• [Teks yang diberikan]

Mengapa lahan Kolaka Utara menjadi tempat favorit bagi penanaman kakao? Kabupaten yang mayoritas penduduk bersuku Bugis dan Toraja ini terletak pada topografi pegunungan yang merupakan bagian dari Pegunungan Langkeleboke dan Mengkola dengan puncak tertinggi Gunung Mengkola. Curah hujannya cukup tinggi, sekitar 3.000 milimeter per tahun. Dengan kelebihan-kelebihan ini tanaman kakao dapat lebih mudah hidup.

Keistimewaan lain, proses budidayanya mudah. Hampir sepanjang tahun berbuah, dengan waktu panen raya dua kali setahun, Mei dan November. Tahun 2003 produksinya mencapai 38.698 ton. Angka produksi ini lebih kecil dari kabupaten induk. Namun, produktivitasnya yang mencapai 11,23 kuintal per hektar melebihi produktivitas kakao Kolaka.

Harga jualnya pun cukup menjanjikan. Tetapi, sekarang harganya tidak stabil. Saat ini, harga biji kakao kering mencapai Rp 9.000 sampai Rp 10.000 per kilogram. Tahun 1998, harganya pernah mencapai Rp 28.000 per kilogram.

Proses pemasaran kakao cukup mudah, namun tetap saja komoditas ini dipasarkan dalam bentuk mentah. Belum ada industri pengolahan kakao di Kolaka Utara. Petani produksi yang merangkap sebagai petani pedagang langsung menjual hasil panenan kepada pedagang pengumpul, yang langsung datang ke lokasi panen.

• [Catatan tersimpan]
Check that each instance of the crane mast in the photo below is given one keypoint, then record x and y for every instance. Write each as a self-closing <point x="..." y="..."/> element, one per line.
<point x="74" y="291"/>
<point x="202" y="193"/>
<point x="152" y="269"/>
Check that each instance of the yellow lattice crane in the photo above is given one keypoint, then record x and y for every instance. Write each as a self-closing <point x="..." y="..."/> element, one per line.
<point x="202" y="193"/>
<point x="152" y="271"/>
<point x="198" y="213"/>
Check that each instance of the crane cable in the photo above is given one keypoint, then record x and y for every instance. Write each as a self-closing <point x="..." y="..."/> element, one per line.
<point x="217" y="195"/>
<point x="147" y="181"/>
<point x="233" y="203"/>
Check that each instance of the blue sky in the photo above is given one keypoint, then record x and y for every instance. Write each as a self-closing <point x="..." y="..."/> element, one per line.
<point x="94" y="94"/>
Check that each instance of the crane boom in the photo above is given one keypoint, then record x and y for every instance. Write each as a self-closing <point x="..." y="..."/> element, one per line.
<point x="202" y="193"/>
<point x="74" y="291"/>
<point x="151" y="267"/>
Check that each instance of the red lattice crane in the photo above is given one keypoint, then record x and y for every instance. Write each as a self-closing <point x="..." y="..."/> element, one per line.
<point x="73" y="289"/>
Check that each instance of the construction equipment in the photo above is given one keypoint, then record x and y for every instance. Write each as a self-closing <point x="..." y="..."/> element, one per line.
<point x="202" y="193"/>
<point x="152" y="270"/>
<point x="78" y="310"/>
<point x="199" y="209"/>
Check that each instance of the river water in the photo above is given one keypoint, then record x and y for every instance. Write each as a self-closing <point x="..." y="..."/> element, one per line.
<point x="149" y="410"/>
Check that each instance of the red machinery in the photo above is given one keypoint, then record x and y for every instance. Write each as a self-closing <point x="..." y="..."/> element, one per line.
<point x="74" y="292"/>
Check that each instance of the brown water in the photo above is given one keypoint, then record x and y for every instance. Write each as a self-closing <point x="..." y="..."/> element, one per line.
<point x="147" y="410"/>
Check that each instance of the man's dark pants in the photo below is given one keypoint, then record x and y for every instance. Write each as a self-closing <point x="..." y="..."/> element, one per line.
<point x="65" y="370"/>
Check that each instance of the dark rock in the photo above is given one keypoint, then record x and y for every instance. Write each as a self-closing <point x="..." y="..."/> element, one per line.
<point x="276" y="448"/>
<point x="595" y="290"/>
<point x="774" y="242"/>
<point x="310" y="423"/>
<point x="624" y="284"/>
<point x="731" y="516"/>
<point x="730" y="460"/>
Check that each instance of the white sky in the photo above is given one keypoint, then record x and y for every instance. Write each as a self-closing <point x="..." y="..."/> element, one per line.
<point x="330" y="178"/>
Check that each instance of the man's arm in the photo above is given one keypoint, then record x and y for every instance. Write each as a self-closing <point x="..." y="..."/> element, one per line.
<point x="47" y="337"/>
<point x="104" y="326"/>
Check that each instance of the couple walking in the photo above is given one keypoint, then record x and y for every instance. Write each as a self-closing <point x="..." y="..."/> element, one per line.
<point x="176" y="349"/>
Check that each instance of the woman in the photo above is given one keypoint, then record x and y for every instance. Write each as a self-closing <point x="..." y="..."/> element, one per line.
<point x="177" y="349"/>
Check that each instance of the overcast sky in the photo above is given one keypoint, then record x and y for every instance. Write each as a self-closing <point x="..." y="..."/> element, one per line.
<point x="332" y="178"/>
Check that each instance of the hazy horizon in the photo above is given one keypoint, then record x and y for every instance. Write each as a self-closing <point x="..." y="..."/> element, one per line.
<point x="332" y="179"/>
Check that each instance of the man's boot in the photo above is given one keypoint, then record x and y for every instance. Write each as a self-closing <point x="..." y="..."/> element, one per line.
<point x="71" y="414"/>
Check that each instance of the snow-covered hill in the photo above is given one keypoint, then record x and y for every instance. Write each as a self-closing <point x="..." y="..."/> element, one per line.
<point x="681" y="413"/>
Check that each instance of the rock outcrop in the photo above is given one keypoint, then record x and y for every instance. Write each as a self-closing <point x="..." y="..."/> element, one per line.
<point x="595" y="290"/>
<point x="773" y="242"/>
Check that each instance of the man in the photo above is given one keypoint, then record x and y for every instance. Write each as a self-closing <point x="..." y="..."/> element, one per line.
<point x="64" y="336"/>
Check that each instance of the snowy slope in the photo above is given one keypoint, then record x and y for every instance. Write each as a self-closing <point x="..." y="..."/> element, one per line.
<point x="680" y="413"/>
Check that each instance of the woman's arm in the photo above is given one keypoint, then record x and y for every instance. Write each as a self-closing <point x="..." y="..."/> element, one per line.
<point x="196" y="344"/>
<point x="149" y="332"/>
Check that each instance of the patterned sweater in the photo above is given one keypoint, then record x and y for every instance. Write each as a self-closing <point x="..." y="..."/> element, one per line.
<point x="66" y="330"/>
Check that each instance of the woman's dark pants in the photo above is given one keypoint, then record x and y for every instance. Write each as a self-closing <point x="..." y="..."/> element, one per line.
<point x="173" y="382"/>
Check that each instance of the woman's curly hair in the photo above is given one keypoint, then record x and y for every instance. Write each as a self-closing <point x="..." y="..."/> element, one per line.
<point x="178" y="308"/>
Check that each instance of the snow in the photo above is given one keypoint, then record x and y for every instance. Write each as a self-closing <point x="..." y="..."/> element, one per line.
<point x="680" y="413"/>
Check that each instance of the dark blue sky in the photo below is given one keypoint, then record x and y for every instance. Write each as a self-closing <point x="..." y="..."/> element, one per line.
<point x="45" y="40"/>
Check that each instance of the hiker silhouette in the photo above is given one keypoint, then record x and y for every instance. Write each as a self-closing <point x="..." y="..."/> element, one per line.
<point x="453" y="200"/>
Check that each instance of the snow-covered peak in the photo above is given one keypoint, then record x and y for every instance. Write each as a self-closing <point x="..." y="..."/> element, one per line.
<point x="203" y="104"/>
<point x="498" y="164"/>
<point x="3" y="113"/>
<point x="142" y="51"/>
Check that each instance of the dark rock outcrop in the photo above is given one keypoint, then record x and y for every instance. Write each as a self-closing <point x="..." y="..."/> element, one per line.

• [Deskripsi tugas] Lanjutkan teks tentang kakao di Kolaka Utara dari titik teks itu berhenti. Catatan di atas diambil dari sumber yang berbeda dengan teks.

• [Hasil tugas]
Selanjutnya, melalui pedagang perantara, komoditas perkebunan tersebut dibawa ke Makassar lewat Pelabuhan Lasusua. Sesampai di Makassar, sebagian kakao dipasarkan ke wilayah Indonesia lainnya, dan sisanya diekspor. Proses pemasaran ini lebih banyak merugikan petani Kolaka Utara karena pedagang perantara dapat memainkan harga jual. Pemasaran melalui Pelabuhan Makassar juga menyebabkan kakao Kolaka Utara kurang dikenal.

Tanaman perkebunan lainnya yang juga berkembang adalah kelapa dan cengkeh. Luas areal kedua tanaman ini tidak mencapai puluhan ribu hektar seperti kakao. Tahun 2002, luas areal kelapa hanya 3.310 hektar dan luas areal cengkeh 3.987 hektar. (M Puteri Rosalina/Litbang Kompas)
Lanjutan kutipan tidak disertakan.